-------- Recorded information --------

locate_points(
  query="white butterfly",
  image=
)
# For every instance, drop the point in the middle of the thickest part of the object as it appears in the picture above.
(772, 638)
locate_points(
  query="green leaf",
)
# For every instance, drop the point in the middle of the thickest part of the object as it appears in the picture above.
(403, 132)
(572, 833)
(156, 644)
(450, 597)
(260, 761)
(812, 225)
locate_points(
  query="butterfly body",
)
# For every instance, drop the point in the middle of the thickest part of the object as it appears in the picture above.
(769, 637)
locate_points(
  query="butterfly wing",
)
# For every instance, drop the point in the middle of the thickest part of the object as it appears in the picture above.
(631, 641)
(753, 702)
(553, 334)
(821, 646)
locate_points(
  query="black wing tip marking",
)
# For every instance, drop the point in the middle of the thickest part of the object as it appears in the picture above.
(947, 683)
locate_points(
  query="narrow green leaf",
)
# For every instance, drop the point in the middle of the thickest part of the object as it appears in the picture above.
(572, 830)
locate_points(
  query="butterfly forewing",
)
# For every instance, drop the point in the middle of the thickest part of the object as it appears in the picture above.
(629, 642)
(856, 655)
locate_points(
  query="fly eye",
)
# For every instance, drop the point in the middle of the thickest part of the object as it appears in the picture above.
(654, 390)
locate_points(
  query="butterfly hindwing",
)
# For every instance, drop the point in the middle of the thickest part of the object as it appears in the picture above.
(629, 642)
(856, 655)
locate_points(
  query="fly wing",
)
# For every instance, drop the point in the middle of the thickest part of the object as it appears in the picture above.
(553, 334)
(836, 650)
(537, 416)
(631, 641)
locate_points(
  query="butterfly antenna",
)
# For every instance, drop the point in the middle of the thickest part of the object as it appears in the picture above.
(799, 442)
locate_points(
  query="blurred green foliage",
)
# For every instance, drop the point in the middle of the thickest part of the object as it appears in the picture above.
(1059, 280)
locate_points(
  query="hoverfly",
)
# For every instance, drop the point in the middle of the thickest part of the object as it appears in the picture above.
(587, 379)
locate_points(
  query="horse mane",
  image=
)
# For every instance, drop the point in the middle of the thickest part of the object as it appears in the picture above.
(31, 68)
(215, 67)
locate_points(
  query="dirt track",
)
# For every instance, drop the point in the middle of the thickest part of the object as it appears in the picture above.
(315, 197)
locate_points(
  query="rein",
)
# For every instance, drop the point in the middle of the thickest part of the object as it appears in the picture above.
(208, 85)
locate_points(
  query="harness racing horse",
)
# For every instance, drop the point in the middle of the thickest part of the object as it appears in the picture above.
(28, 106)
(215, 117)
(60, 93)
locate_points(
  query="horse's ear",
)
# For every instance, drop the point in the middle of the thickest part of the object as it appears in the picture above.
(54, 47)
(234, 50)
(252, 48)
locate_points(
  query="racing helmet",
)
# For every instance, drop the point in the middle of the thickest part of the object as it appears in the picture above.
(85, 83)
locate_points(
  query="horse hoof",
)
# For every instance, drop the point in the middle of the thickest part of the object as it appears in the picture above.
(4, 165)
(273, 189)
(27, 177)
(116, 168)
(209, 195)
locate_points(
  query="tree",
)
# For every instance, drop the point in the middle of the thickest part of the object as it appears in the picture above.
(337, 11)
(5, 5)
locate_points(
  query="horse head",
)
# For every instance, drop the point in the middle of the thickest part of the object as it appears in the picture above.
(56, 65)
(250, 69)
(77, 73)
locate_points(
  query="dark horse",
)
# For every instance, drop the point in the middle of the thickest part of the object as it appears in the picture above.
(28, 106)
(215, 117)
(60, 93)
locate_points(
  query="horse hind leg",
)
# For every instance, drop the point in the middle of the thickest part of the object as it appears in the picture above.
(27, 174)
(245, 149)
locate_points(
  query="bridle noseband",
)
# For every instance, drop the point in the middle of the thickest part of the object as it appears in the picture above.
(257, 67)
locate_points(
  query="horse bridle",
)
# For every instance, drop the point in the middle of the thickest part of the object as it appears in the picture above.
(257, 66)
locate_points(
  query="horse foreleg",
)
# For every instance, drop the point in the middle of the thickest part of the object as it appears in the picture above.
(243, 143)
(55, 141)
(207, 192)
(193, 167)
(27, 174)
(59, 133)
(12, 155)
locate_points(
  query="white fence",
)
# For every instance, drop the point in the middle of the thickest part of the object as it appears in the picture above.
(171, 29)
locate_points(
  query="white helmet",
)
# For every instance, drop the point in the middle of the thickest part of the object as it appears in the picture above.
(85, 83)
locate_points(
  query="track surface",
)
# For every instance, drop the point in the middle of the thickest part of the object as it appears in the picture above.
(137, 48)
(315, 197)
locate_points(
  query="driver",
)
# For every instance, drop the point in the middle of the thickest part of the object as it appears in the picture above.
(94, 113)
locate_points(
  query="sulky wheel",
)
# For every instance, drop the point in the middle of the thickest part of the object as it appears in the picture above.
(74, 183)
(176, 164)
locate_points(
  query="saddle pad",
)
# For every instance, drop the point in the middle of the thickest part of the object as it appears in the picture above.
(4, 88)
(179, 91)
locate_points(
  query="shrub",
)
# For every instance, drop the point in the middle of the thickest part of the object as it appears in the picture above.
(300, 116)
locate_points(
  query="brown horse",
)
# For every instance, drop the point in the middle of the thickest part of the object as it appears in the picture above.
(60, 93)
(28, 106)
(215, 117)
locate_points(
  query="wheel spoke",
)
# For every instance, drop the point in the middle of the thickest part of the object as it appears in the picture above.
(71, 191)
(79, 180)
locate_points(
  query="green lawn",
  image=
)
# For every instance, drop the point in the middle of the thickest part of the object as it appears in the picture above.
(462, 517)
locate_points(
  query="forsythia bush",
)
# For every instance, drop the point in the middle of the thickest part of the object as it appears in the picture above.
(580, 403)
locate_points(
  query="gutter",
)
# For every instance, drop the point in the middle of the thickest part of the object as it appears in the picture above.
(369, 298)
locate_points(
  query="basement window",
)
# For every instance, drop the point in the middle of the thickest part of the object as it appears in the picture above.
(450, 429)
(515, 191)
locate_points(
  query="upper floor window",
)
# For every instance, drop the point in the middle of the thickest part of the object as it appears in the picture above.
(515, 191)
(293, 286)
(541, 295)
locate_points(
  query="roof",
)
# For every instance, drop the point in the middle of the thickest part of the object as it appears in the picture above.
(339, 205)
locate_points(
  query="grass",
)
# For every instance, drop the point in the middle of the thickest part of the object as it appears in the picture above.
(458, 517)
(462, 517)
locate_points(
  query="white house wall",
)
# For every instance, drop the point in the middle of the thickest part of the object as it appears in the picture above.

--------

■ What to produce
From the preceding material, extract every line exactly.

■ Output for this exercise
locate_points(
  query="white butterfly",
  image=
)
# For every instance, drop the point in the middle of the thickest part of the object as it appears in the picture above.
(772, 638)
locate_points(
  query="green leaf",
)
# For every instance, drop the point in the middle of the thickest part of the object as it appears in the picture above.
(403, 132)
(572, 833)
(156, 644)
(450, 597)
(260, 761)
(812, 225)
locate_points(
  query="butterfly body",
)
# For every instance, drop the point in the middle of the thickest part of the object as it appears in the picture above.
(769, 637)
locate_points(
  query="butterfly wing",
)
# For every instance, drop the point in the middle of the thickest part of the object as it appears in the picture above.
(631, 641)
(753, 702)
(553, 334)
(821, 646)
locate_points(
  query="black wing tip marking",
)
# For every instance, drop the point in the middle of the thickest part of the object as it appears in the picture above.
(947, 683)
locate_points(
  query="narrow green leaf",
)
# For every instance, drop the point in the middle of the thickest part of the object as it appears in the picture above.
(572, 830)
locate_points(
  query="butterfly forewing",
)
# For every instance, drop the point in the middle of the thickest part of the object as it appears in the picture above.
(629, 642)
(856, 655)
locate_points(
  query="fly eye",
)
# For every instance, drop the point in the middle of the thickest part of the object as it appears in the picture above.
(654, 390)
locate_points(
  query="butterfly hindwing",
)
# For every instance, drop the point in the middle of the thickest part of the object as it appears in the picture above.
(629, 642)
(856, 655)
locate_points(
  query="fly wing",
)
# For every instance, drop the point in the middle of the thickest part of the object as it appears in the picture above.
(553, 334)
(836, 650)
(537, 416)
(631, 641)
locate_points(
  query="butterfly antenna",
)
# For every instance, drop the point in the middle of the thickest part of the object as it appears in the picture above.
(799, 442)
locate_points(
  query="blurred green foliage",
)
# For every instance, drop the point in the middle of the thickest part of the object as it appears in the picture above.
(1059, 280)
locate_points(
  query="hoverfly",
)
# For every instance, drop the point in the middle of the thickest part of the object as it appears in the picture above.
(587, 379)
locate_points(
  query="horse mane",
  image=
)
# For every instance, drop the point in the middle of the thickest part of the object as it appears in the picture above.
(31, 68)
(215, 67)
locate_points(
  query="dirt track",
)
# For every instance, drop the point in the middle of the thickest part of the object as it appears in the picture above.
(315, 197)
locate_points(
  query="rein",
)
# For every instance, drop the point in the middle of the thickest part of the object as it appears in the picture above.
(208, 85)
locate_points(
  query="harness racing horse",
)
# For every instance, drop the point in the middle of the thickest part of the object as it appears in the picture above.
(28, 106)
(215, 117)
(60, 93)
locate_points(
  query="horse's ear",
)
# For every instance, drop the point in the middle of the thickest part of the object as it appears in the picture above.
(54, 47)
(234, 50)
(252, 48)
locate_points(
  query="racing helmet",
)
# For every instance, drop the point in the middle of the thickest part of the object as it appears in the picture above.
(85, 83)
locate_points(
  query="horse hoof",
)
# For every instance, drop the point in the middle of the thickest part of the object as it appears in the picture above.
(4, 165)
(273, 189)
(27, 177)
(116, 168)
(209, 195)
locate_points(
  query="tree",
)
# For every instance, drop the point in the middle of the thickest part of the object as it appears in the picture above.
(337, 11)
(5, 5)
locate_points(
  query="horse head",
)
# For every instance, drop the point in the middle of the thickest part of the object as it appears in the picture above.
(56, 65)
(250, 69)
(77, 73)
locate_points(
  query="dark horse",
)
# For every instance, drop the point in the middle of the thickest part of the object as it appears in the picture above.
(28, 106)
(215, 117)
(60, 93)
locate_points(
  query="horse hind leg",
)
# For every instance, drop the point in the middle of the thickest part of the object as it appears in the picture above.
(27, 174)
(245, 149)
locate_points(
  query="bridle noseband",
)
# For every instance, drop the point in the middle of the thickest part of the object as it appears in the picture above.
(257, 67)
locate_points(
  query="horse bridle",
)
# For every instance, drop the point in the middle of the thickest part of the object as it appears in the picture above.
(257, 66)
locate_points(
  query="horse foreleg",
)
# For every instance, drop the point in the middle of the thickest part of the object as it appears in the picture above.
(243, 143)
(55, 141)
(207, 192)
(193, 167)
(27, 174)
(59, 133)
(12, 155)
locate_points(
  query="white fence",
)
# For every instance, drop the point in the middle of the thickest part of the object as it appears in the picture above.
(171, 29)
locate_points(
  query="white helmet",
)
# For every instance, drop the point in the middle of the thickest part of the object as it appears in the picture above.
(85, 83)
locate_points(
  query="track surface",
)
# For every instance, drop the point in the middle of the thickest part of the object as it appears in the picture above.
(137, 48)
(315, 197)
locate_points(
  query="driver",
)
# For every instance, drop the point in the middle of the thickest part of the object as it appears in the picture above.
(94, 113)
locate_points(
  query="sulky wheel",
)
# For every instance, drop the point in the middle of the thickest part of the object as it appears in the picture above.
(74, 183)
(176, 164)
locate_points(
  query="saddle pad",
)
# For every instance, drop the point in the middle of the thickest part of the object as it appears in the picture above.
(4, 88)
(179, 91)
locate_points(
  query="shrub",
)
# For every instance, drop the point in the middle of the thickest part of the object as it appears in the picture above.
(300, 116)
locate_points(
  query="brown horse",
)
# For every instance, drop the point in the middle of the thickest part of the object as it appears in the picture above.
(60, 93)
(28, 106)
(215, 117)
locate_points(
  query="wheel spoke",
)
# For every instance, drop the point in the middle of the thickest part of the object as it appears in the picture above.
(71, 191)
(79, 180)
locate_points(
  query="green lawn",
  image=
)
# For every instance, drop the point in the middle of the thickest part of the object as it appears in the picture above.
(462, 517)
locate_points(
  query="forsythia bush",
)
# For every instance, drop the point in the middle of the thickest part of the object as it appears in the picture above.
(580, 403)
locate_points(
  query="gutter",
)
# For every instance, drop the point in the middle of the thickest part of the object as it appears in the picture above.
(369, 298)
locate_points(
  query="basement window",
)
# For every instance, drop the point in the middle of the thickest part of the object as it appears in the picture above.
(450, 429)
(515, 191)
locate_points(
  query="upper floor window",
)
# For every instance, drop the point in the middle of the thickest part of the object as it appears in the picture above.
(515, 191)
(293, 286)
(541, 295)
locate_points(
  query="roof",
)
# For every instance, drop the point in the middle of the thickest part of the object as it appears in the picture above.
(339, 205)
locate_points(
  query="grass",
)
# For every instance, drop the point in the middle of the thickest part of the object as it appears in the picture above.
(458, 517)
(462, 517)
locate_points(
  query="white house wall",
)
# For every instance, drop the point in the middle of the thickest part of the object as it appears in the picture above.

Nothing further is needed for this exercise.